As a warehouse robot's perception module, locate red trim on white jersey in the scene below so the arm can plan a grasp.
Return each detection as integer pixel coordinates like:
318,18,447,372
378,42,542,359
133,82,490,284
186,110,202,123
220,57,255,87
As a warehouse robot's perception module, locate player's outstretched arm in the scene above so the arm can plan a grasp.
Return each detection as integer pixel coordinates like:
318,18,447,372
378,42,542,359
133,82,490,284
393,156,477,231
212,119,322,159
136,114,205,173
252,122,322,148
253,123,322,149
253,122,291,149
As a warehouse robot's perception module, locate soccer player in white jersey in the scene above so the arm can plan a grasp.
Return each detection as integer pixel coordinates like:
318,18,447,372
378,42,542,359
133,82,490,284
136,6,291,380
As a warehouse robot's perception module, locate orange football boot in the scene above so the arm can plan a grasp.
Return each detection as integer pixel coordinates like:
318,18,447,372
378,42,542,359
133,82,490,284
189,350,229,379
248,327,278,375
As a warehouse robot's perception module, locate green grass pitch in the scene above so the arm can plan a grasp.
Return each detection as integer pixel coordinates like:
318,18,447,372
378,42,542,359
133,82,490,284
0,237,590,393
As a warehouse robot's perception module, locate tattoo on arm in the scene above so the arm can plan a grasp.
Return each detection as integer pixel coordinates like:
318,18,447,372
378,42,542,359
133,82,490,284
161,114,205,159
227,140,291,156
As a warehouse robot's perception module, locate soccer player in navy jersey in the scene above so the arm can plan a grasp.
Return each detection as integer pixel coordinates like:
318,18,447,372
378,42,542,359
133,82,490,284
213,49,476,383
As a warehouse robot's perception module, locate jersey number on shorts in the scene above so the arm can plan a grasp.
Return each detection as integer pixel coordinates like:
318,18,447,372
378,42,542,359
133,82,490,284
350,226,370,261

◇ ◇ ◇

Reply with an exact transcription of the material above.

As a warehouse robot's perception module, locate red trim on white jersey in the scene below so the arm can plan a grasp.
Return each detection as integer pixel coordinates like:
318,18,447,372
378,42,542,359
133,82,490,284
186,110,202,123
220,57,255,87
As a warehouse robot's perception module, locate player's outstretched arm in the scene above so the arm can plan a grasp.
Return each detection as integer pixel coordinates like:
318,18,447,372
378,42,542,359
133,82,490,284
393,156,477,231
212,119,322,159
136,114,205,173
252,122,322,148
253,123,322,149
253,122,291,149
As a warehouse robot's perception module, locate soccer player in white jersey in the scene above so the arm can plan a grasp.
Return each detection as integer pixel coordinates like:
318,18,447,372
378,42,542,359
133,82,490,284
136,6,291,380
As a warehouse robot's perception module, locate orange football boot in the scene above so the arm can plan a grasp.
Return each detection as integer pixel coordinates like:
318,18,447,372
378,42,542,359
133,82,490,284
189,350,229,379
248,327,278,375
As a warehouse robot's perception module, locate green grass pitch in the scene above so the arm can plan a grasp.
Return each detection as integer pixel coordinates like:
318,18,447,372
378,42,542,359
133,82,490,284
0,237,590,393
As a warehouse robot's perception module, locate tattoo on arm in the scene above so the arm can plan a grasp.
Return each detection as integer pixel coordinates like:
318,18,447,372
378,42,542,359
133,82,490,284
161,114,205,159
227,140,291,156
As a warehouse robot's perception module, locate soccer player in navy jersey in the scene above so the arm can plan a grasp.
Return each detection as integer pixel coordinates like:
318,18,447,372
378,42,542,359
133,82,490,284
213,49,476,383
As a warehouse robot's perception module, locate jersey number on shorts in the scene above so the arm can plan a grasp.
Return each detection as integer pixel coordinates like:
318,18,447,372
378,42,542,359
133,82,490,284
350,226,370,261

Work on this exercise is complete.